=== Begin Enclosure ===

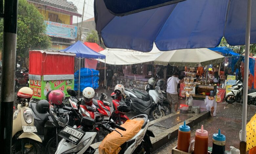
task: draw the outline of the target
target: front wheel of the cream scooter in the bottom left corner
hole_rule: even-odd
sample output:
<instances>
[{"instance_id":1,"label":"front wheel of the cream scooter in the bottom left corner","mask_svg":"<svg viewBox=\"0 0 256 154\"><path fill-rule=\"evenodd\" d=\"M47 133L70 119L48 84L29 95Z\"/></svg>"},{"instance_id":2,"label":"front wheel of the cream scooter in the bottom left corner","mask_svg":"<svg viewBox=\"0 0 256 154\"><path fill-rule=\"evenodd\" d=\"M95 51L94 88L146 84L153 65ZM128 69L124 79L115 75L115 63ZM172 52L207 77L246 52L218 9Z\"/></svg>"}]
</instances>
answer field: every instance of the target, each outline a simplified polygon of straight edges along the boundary
<instances>
[{"instance_id":1,"label":"front wheel of the cream scooter in the bottom left corner","mask_svg":"<svg viewBox=\"0 0 256 154\"><path fill-rule=\"evenodd\" d=\"M23 143L23 145L21 145L21 143ZM25 154L42 154L43 153L39 142L34 141L32 139L24 138L24 139L16 140L16 142L11 146L12 154L22 154L22 146L24 147L23 153Z\"/></svg>"}]
</instances>

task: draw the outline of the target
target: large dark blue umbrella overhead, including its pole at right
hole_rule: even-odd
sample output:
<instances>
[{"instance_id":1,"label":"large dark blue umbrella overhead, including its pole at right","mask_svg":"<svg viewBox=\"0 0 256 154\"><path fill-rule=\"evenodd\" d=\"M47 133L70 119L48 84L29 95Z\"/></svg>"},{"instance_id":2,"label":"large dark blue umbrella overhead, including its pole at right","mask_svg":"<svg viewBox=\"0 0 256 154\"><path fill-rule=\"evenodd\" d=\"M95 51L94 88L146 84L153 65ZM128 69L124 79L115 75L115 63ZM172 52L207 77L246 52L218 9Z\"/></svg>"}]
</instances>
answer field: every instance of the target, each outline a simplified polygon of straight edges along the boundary
<instances>
[{"instance_id":1,"label":"large dark blue umbrella overhead, including its pole at right","mask_svg":"<svg viewBox=\"0 0 256 154\"><path fill-rule=\"evenodd\" d=\"M251 8L256 7L256 1L185 0L171 5L161 1L159 8L145 1L139 4L129 1L123 7L133 6L134 10L121 12L126 16L119 17L115 14L115 10L117 15L120 13L119 8L113 6L109 11L106 0L95 0L96 30L106 47L148 52L155 42L161 51L214 48L225 37L229 45L245 45L243 101L247 102L249 45L256 43L256 20L251 21L251 16L256 16L256 9ZM108 2L115 3L114 0ZM147 9L140 11L143 7ZM241 147L246 147L246 112L247 103L244 103Z\"/></svg>"}]
</instances>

=== End Enclosure ===

# What the task asks:
Retype the lines above exactly, no pictures.

# Task solution:
task: draw the outline of the target
target: front wheel of the cream scooter in the bottom left corner
hole_rule: even-odd
sample output:
<instances>
[{"instance_id":1,"label":"front wheel of the cream scooter in the bottom left corner","mask_svg":"<svg viewBox=\"0 0 256 154\"><path fill-rule=\"evenodd\" d=\"M47 133L70 119L48 84L29 95Z\"/></svg>"},{"instance_id":2,"label":"front wheel of the cream scooter in the bottom left corner","mask_svg":"<svg viewBox=\"0 0 256 154\"><path fill-rule=\"evenodd\" d=\"M95 51L94 88L146 84L153 65ZM128 69L124 79L115 75L115 63ZM172 52L207 77L246 52L218 9Z\"/></svg>"}]
</instances>
answer field: every instance of the target, each outline a simplified polygon of straight edges along the boundary
<instances>
[{"instance_id":1,"label":"front wheel of the cream scooter in the bottom left corner","mask_svg":"<svg viewBox=\"0 0 256 154\"><path fill-rule=\"evenodd\" d=\"M23 143L23 145L21 145L21 143ZM25 154L42 154L43 153L39 142L34 141L32 139L24 138L24 139L16 140L16 142L11 146L12 154L22 154L22 146L24 147L23 153Z\"/></svg>"}]
</instances>

task: draw the outline of the target
target: large dark blue umbrella overhead, including its pole at right
hole_rule: even-odd
sample output:
<instances>
[{"instance_id":1,"label":"large dark blue umbrella overhead, including its pole at right","mask_svg":"<svg viewBox=\"0 0 256 154\"><path fill-rule=\"evenodd\" d=\"M47 133L70 119L48 84L29 95Z\"/></svg>"},{"instance_id":2,"label":"large dark blue umbrella overhead, including its pole at right","mask_svg":"<svg viewBox=\"0 0 256 154\"><path fill-rule=\"evenodd\" d=\"M95 51L94 88L146 84L153 65ZM128 69L124 79L115 75L115 63ZM172 52L207 77L246 52L218 9Z\"/></svg>"}]
</instances>
answer field: every instance of the target, each outline a simplified polygon of straight edges along the boundary
<instances>
[{"instance_id":1,"label":"large dark blue umbrella overhead, including its pole at right","mask_svg":"<svg viewBox=\"0 0 256 154\"><path fill-rule=\"evenodd\" d=\"M251 8L256 7L256 1L185 0L171 5L161 1L159 8L145 1L139 4L129 1L123 7L133 6L134 10L121 12L126 16L119 17L115 14L115 10L117 15L120 13L119 8L113 6L109 11L106 0L95 0L96 30L106 47L148 52L155 42L161 51L214 48L225 37L229 45L245 45L243 101L247 102L249 45L256 43L256 20L251 21L251 16L256 16L256 9ZM108 2L115 3L114 0ZM147 9L140 11L143 7ZM241 147L246 147L246 112L247 103L244 103Z\"/></svg>"}]
</instances>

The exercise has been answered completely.